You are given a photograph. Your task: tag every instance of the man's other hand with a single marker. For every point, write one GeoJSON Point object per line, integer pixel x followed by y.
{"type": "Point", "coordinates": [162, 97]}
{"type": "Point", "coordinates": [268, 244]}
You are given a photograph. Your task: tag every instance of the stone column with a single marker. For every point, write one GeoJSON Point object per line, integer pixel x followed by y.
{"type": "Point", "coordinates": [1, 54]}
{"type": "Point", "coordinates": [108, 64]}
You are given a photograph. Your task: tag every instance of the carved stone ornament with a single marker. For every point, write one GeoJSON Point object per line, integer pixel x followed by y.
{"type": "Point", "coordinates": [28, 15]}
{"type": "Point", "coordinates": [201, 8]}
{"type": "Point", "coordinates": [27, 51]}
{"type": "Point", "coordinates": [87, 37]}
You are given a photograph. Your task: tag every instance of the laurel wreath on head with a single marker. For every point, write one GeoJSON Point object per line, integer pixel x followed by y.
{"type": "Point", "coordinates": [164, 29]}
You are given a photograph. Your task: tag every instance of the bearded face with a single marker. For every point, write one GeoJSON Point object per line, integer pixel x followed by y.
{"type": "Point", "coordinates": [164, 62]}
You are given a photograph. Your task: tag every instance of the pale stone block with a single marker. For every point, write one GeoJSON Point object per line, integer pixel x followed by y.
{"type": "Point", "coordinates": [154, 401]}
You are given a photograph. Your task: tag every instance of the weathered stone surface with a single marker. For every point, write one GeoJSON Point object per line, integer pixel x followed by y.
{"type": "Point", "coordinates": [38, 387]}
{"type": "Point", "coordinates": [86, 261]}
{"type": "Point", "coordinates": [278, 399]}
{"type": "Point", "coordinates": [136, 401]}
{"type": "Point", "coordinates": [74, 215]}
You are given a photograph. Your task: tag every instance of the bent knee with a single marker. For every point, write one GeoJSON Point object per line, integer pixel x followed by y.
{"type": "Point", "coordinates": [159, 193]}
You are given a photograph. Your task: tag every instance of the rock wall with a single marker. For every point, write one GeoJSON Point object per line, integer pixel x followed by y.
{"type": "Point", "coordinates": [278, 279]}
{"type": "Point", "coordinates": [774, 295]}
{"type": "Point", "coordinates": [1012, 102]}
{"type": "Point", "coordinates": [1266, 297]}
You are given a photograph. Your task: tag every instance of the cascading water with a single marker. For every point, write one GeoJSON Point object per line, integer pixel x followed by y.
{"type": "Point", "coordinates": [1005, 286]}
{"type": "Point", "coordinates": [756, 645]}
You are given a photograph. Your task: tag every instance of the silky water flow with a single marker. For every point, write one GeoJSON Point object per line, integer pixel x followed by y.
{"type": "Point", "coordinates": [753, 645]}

◆ ◆ ◆ ◆

# Task brief:
Give back all the records above exactly as they were written.

# Task answer:
You are given a photograph. Your task: tag every instance of the man's other hand with a single marker. For every point, write one GeoJSON Point object per line, integer pixel x followed by y.
{"type": "Point", "coordinates": [162, 97]}
{"type": "Point", "coordinates": [268, 244]}
You are given a photograph. Your task: tag every instance of the stone column with a single marker. For every point, write one GeoJSON Point object per line, integer pixel x followed by y.
{"type": "Point", "coordinates": [1, 54]}
{"type": "Point", "coordinates": [108, 64]}
You are given a photograph. Your task: tag every instance of the carved stone ornament with a single marker. For every point, write one GeoJSON Point object per line, integer pixel x followed by y.
{"type": "Point", "coordinates": [28, 15]}
{"type": "Point", "coordinates": [201, 8]}
{"type": "Point", "coordinates": [27, 51]}
{"type": "Point", "coordinates": [87, 37]}
You are given a photograph. Your task: tag every instance of the laurel wreath on head with a single marker. For every point, write one GeoJSON Point object per line, integer pixel x followed by y.
{"type": "Point", "coordinates": [164, 29]}
You are given a photograph. Your task: tag every instance of the bearded face with a single marker. For every point, write one GeoJSON Point object per line, integer pixel x followed by y.
{"type": "Point", "coordinates": [164, 62]}
You are given a photograph. Your task: tag every instance of the pale stone block with a single marker. For every point, write one GeoJSON Point object per line, integer pixel x followed by y.
{"type": "Point", "coordinates": [154, 401]}
You are given a photograph. Your task: tag every instance of the weathered stone surface with a single marker. For every point, write one GeoJSON Point object per line, integer pixel x followed by y.
{"type": "Point", "coordinates": [38, 387]}
{"type": "Point", "coordinates": [86, 261]}
{"type": "Point", "coordinates": [278, 399]}
{"type": "Point", "coordinates": [136, 401]}
{"type": "Point", "coordinates": [74, 215]}
You are given a photograph. Your task: tag every instance of the bent knee with a single marker. For every point, write one GeoJSON Point object per line, integer pixel x followed by y.
{"type": "Point", "coordinates": [159, 193]}
You are given a photograph. Your task: tag every instance of the rock wall with a single marker. For every point, write one GeoJSON Point object per line, integer pixel x followed by y.
{"type": "Point", "coordinates": [278, 279]}
{"type": "Point", "coordinates": [774, 295]}
{"type": "Point", "coordinates": [1012, 102]}
{"type": "Point", "coordinates": [1266, 297]}
You are given a photograph. Your task: tag every instance of the cascading water with a single marker. For every point, write one GeoJSON Point object per line, integer pixel x followed by y.
{"type": "Point", "coordinates": [1005, 286]}
{"type": "Point", "coordinates": [756, 645]}
You are given a photograph. Your task: tag every instance of the silky water flow with a single marker. For every point, write one GeoJSON Point object per line, integer pixel x followed by y.
{"type": "Point", "coordinates": [753, 645]}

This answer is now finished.